Count the lines in the items below that contain the word "water", treating uppercase and lowercase as different, and reply with only the number.

[Items from a dataset]
◇ ◇ ◇

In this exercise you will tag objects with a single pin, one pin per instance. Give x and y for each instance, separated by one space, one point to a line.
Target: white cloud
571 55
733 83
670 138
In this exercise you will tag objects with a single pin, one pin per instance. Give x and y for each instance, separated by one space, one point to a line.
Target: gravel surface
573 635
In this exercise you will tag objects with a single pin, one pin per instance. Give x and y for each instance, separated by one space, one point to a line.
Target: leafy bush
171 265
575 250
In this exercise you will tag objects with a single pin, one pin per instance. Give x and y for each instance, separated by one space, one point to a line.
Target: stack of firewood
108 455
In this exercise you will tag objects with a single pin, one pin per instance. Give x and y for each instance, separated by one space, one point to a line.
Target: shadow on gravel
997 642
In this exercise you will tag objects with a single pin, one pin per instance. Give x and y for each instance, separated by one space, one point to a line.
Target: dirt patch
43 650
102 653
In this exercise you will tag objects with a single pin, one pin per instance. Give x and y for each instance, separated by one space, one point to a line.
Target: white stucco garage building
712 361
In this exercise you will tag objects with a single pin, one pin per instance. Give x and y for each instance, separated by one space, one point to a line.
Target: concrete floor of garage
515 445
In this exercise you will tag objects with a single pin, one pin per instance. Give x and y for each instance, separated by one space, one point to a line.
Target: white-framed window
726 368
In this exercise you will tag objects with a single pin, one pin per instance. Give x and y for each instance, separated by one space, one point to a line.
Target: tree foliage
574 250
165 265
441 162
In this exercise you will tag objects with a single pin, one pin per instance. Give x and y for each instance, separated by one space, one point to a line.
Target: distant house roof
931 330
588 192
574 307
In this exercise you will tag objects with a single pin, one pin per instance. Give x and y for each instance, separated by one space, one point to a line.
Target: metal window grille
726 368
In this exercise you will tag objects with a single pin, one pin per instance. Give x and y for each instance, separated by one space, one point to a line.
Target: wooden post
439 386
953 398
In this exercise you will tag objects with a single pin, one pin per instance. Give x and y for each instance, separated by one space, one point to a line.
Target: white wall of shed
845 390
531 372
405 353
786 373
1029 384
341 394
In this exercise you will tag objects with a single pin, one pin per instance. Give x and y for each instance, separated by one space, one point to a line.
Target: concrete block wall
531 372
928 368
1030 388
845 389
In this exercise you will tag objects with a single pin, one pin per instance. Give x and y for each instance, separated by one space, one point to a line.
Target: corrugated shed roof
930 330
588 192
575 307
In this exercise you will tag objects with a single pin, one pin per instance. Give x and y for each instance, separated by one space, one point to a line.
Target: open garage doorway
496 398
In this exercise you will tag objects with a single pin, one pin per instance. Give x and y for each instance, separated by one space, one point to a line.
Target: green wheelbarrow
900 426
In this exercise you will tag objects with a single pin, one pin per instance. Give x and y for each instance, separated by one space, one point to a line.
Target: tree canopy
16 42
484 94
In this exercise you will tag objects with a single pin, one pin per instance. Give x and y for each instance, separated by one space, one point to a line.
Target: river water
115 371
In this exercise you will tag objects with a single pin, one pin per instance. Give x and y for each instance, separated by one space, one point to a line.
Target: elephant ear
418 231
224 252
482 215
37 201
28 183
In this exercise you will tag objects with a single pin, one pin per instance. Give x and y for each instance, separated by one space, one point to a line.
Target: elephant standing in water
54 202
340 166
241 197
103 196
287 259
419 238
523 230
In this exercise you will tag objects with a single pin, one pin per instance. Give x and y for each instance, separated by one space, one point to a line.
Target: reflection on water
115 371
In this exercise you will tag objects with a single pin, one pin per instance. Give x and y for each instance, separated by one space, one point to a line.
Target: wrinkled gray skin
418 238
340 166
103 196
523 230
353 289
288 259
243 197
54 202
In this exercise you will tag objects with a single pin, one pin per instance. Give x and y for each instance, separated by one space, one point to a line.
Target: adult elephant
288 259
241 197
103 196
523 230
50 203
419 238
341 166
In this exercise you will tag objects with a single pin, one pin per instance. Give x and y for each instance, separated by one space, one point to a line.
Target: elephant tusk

◇ ◇ ◇

▶ [Output for this exercise]
3